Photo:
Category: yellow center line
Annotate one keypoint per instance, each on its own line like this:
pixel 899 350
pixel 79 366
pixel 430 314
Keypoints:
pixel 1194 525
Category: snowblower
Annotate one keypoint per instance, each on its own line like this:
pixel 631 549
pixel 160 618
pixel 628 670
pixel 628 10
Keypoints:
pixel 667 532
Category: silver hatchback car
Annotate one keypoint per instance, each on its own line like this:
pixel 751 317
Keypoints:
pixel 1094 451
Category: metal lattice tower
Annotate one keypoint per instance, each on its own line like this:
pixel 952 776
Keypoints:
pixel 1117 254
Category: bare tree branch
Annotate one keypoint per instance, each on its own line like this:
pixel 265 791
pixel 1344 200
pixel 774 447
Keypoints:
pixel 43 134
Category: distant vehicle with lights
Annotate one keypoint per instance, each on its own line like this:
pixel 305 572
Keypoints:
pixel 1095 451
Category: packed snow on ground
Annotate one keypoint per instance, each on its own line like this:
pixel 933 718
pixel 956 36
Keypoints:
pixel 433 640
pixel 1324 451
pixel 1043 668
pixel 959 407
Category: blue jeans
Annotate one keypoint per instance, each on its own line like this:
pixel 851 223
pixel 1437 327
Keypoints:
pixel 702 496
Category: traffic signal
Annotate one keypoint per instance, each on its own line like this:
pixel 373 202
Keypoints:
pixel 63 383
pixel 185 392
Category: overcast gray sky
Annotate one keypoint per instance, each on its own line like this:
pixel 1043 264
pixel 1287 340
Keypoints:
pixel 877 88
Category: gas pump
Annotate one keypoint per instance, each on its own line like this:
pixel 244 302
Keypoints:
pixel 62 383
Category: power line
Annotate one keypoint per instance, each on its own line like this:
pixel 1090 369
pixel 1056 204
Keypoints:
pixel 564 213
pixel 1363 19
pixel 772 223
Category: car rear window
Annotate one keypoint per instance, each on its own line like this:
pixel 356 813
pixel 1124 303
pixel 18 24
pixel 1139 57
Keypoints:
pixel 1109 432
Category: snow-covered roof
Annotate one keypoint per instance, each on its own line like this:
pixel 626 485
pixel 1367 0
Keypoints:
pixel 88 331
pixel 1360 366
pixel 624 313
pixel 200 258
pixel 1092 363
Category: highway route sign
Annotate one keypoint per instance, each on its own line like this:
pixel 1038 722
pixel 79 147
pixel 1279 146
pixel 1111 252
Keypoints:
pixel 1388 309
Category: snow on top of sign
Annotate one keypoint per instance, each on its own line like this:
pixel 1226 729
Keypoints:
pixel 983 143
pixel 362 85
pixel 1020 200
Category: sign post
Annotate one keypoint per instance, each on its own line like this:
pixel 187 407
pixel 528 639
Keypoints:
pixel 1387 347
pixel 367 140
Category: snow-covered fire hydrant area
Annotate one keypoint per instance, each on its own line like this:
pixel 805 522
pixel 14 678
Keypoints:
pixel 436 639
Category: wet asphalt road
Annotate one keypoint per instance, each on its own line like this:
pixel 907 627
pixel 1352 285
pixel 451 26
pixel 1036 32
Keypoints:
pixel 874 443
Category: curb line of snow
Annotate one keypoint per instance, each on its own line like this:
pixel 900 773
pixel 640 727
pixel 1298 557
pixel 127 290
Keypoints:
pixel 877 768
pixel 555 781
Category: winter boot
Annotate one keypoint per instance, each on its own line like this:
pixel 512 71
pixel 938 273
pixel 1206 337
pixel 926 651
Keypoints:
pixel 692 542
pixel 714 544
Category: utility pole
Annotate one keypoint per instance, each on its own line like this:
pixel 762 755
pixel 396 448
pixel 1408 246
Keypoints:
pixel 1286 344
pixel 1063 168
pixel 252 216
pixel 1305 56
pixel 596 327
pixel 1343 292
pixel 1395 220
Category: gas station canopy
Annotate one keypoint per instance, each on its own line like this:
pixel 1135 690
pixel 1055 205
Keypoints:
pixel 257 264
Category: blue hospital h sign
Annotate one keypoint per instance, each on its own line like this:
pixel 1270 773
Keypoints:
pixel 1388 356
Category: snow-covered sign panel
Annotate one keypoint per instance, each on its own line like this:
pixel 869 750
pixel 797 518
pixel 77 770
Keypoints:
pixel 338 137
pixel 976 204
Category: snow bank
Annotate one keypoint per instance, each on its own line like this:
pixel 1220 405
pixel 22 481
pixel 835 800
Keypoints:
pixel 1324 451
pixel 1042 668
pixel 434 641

WHAT IS ASKED: Please put every line of the rows above into a numbered list, leaving out any blank lines.

RESPONSE TO THE EXERCISE:
1. Photo:
2. Category: yellow center line
3. Annotate one keypoint per instance, each on its own line like this:
4. pixel 899 350
5. pixel 79 366
6. pixel 430 314
7. Keypoints:
8. pixel 1194 525
9. Category: snowblower
10. Annotate one keypoint per instance, each on its own line like this:
11. pixel 631 549
12. pixel 160 618
13. pixel 628 670
14. pixel 628 10
15. Keypoints:
16. pixel 667 532
17. Category: silver hatchback car
18. Annotate one keypoint per instance, each on its own line like this:
19. pixel 751 317
20. Keypoints:
21. pixel 1094 451
22. Category: metal lattice tower
23. Annotate one keypoint per instance, each on its own line like this:
24. pixel 952 776
25. Keypoints:
26. pixel 1117 254
27. Category: bare tree branch
28. Annotate one keypoint per instance, each on its own line like this:
29. pixel 265 791
30. pixel 1344 200
31. pixel 774 447
32. Keypoints:
33. pixel 43 134
34. Category: distant vehicle with lights
35. Annotate one keypoint per instance, each on its own line like this:
36. pixel 305 572
37. Keypoints:
38. pixel 1095 451
39. Category: packed snow on ground
40. Annotate one keypoint per instance, each on its own line like this:
41. pixel 933 718
42. pixel 956 36
43. Keypoints:
44. pixel 433 640
45. pixel 1324 451
46. pixel 1043 668
47. pixel 959 407
48. Category: blue jeans
49. Annotate one keypoint per instance, each on its own line like this:
50. pixel 851 223
51. pixel 1437 327
52. Keypoints:
53. pixel 702 496
54. Category: traffic signal
55. Annotate one keypoint per instance, each on its own line like this:
56. pixel 373 202
57. Keypoints:
58. pixel 63 383
59. pixel 185 392
60. Category: overcast gray sky
61. Annotate one keypoint per instance, each on its own line like this:
62. pixel 1043 264
63. pixel 1287 340
64. Keypoints:
65. pixel 877 88
66. Category: gas pump
67. Annotate one keypoint per instance, each on its own line like this:
68. pixel 244 302
69. Keypoints:
70. pixel 62 383
71. Category: power line
72. Annotate one keypoint per instance, each on its own line like this:
73. pixel 1090 369
74. pixel 1056 204
75. Keypoints:
76. pixel 564 213
77. pixel 1363 19
78. pixel 772 223
79. Category: car rear window
80. Annotate one keypoint per instance, each on its own line like this:
81. pixel 356 813
82. pixel 1124 303
83. pixel 18 24
84. pixel 1139 57
85. Keypoints:
86. pixel 1109 432
87. Category: snow-covered roof
88. Annotate one keypoint per instance, each on its own line like this:
89. pixel 626 485
90. pixel 1367 0
91. Keypoints:
92. pixel 88 331
93. pixel 1360 366
94. pixel 624 313
95. pixel 200 258
96. pixel 1092 363
97. Category: highway route sign
98. Annotate one keypoint per instance, each on its own line like this:
99. pixel 1038 722
100. pixel 79 147
101. pixel 1279 146
102. pixel 1111 252
103. Keypoints:
104. pixel 1388 309
105. Category: snow on top of sign
106. Annotate one keypoint per instance, each on its own line like this:
107. pixel 1226 729
108. Keypoints:
109. pixel 983 143
110. pixel 362 85
111. pixel 1020 200
112. Category: sign post
113. Annotate one keypoint per instance, each on its own line like this:
114. pixel 187 407
115. pixel 528 639
116. Keypoints:
117. pixel 1387 347
118. pixel 367 140
119. Category: snow-covered fire hydrant area
120. Annotate one keypoint per instance, each on its own line like this:
121. pixel 805 522
122. pixel 14 678
123. Keypoints:
124. pixel 436 639
125. Category: wet asphalt road
126. Annotate one keypoint per instance, each on its own line like this:
127. pixel 907 627
128. pixel 1352 285
129. pixel 451 26
130. pixel 1036 32
131. Keypoints:
132. pixel 874 443
133. Category: curb line of snow
134. Annotate one keypoint per instance, each on its own line like this:
135. pixel 900 773
136. pixel 640 727
137. pixel 1298 557
138. pixel 127 290
139. Keypoints:
140. pixel 877 768
141. pixel 555 781
142. Category: winter boot
143. Annotate one keypoint per instance, each on its own line like this:
144. pixel 512 71
145. pixel 938 273
146. pixel 1206 337
147. pixel 926 651
148. Keypoints:
149. pixel 692 542
150. pixel 714 544
151. Category: utility pole
152. Annotate one keypoint per instance, each on its own line like this:
153. pixel 762 755
154. pixel 396 448
155. pixel 1408 246
156. Keypoints:
157. pixel 1286 344
158. pixel 1063 168
159. pixel 252 216
160. pixel 1305 56
161. pixel 596 327
162. pixel 1343 292
163. pixel 1395 220
164. Category: gas station canopy
165. Annotate one keypoint per instance, each on its own line like this:
166. pixel 1135 690
167. pixel 1055 205
168. Keypoints:
169. pixel 257 264
170. Category: blue hospital h sign
171. Annotate one keypoint per instance, each on its own line like this:
172. pixel 1270 773
173. Keypoints:
174. pixel 1388 356
175. Category: snow-covered sign panel
176. Annotate one keypoint per instance, each on its own line like this:
177. pixel 869 750
178. pixel 797 518
179. pixel 77 770
180. Keypoints:
181. pixel 338 137
182. pixel 976 204
183. Category: snow bank
184. Annotate one keypoint per instance, each on its own line like this:
185. pixel 1220 405
186. pixel 22 481
187. pixel 835 800
188. Keypoints:
189. pixel 1324 451
190. pixel 1042 668
191. pixel 434 641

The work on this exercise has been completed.